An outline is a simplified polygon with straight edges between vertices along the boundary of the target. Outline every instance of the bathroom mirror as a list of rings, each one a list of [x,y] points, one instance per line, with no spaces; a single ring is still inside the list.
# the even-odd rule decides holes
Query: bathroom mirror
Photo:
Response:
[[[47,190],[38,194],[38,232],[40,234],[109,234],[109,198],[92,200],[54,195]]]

(What the task asks):
Copy each line of the material above that contains the string "bathroom", matching case exactly.

(Result below):
An outline is a simplified polygon with straight edges between vertices along the boundary of the target. Outline every instance of the bathroom mirror as a list of rings, each one a list of [x,y] points, one instance per line, with no spaces; a single ring is still inside the list.
Query: bathroom mirror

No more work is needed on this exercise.